:: What is expected ::
The entries below hold a line with "pixel 105 193." and a line with "pixel 219 75.". Return those lines and all that lie between them, exactly and only.

:: Referring expression data ::

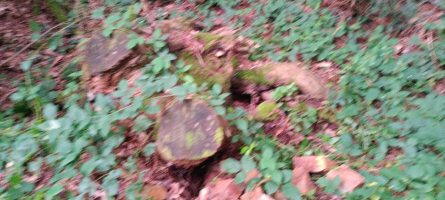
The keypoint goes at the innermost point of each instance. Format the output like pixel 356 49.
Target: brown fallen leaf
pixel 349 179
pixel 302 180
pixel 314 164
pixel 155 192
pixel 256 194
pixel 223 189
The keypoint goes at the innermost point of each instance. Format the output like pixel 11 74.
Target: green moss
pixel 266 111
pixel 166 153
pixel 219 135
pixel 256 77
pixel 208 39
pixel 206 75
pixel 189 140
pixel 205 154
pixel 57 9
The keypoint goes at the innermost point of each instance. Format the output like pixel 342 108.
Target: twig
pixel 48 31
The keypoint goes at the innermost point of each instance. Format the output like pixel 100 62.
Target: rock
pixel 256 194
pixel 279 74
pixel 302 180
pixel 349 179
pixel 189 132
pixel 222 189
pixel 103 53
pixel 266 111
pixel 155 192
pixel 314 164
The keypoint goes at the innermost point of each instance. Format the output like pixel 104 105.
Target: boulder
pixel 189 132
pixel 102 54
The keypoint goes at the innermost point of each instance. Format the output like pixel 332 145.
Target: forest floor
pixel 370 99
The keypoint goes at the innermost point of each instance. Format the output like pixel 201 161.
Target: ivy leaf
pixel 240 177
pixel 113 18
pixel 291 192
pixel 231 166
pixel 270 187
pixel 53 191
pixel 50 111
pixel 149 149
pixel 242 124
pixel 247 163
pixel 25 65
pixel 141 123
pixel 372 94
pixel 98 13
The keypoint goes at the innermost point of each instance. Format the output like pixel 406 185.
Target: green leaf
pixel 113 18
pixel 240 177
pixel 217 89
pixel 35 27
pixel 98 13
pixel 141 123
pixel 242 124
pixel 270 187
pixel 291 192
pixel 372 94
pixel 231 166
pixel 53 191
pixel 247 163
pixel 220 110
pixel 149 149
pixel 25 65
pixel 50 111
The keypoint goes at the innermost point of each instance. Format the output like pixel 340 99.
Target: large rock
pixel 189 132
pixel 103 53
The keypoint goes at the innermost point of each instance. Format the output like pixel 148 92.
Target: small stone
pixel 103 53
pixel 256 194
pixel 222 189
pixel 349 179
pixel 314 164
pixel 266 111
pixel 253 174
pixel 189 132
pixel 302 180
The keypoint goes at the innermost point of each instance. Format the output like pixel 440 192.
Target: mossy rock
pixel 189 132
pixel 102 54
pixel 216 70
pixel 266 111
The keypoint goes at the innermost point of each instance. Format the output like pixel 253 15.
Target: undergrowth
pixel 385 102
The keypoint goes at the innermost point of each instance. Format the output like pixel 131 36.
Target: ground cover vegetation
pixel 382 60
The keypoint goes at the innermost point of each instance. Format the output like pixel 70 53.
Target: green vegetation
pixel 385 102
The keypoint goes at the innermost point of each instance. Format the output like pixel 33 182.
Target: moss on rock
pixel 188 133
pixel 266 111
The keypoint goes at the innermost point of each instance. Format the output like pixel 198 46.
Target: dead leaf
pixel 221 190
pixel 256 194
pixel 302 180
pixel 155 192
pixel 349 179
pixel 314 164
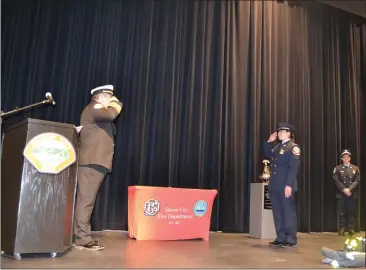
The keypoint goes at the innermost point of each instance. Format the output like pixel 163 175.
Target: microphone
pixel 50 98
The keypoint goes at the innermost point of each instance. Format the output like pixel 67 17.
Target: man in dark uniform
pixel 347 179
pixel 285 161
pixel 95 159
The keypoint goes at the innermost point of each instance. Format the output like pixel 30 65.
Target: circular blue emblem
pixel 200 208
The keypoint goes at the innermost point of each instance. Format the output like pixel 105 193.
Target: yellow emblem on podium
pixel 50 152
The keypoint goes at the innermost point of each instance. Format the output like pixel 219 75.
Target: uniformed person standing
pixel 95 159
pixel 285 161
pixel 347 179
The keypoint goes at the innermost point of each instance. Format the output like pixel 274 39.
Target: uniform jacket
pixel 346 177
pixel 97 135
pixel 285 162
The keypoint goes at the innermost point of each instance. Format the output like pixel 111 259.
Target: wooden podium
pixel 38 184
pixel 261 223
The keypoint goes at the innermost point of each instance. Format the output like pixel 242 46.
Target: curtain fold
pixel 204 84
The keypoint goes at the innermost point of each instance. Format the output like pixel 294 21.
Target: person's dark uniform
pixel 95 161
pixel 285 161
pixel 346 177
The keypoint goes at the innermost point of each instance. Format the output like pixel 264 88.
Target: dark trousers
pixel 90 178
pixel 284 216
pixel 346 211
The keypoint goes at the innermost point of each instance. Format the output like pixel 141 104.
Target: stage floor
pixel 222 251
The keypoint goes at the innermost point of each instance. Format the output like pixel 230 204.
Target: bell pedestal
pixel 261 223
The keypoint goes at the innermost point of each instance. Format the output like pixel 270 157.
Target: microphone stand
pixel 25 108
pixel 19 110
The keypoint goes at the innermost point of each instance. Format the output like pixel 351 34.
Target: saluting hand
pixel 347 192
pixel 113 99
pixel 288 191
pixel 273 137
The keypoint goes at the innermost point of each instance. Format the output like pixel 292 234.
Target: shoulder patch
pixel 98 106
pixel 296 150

:: Output of the task ::
The keypoint goes at the innermost point of each instance. Format the output like pixel 105 193.
Target: yellow emblem on podium
pixel 50 152
The keypoint goes at the innermost point of each instance. Format the output like pixel 219 75.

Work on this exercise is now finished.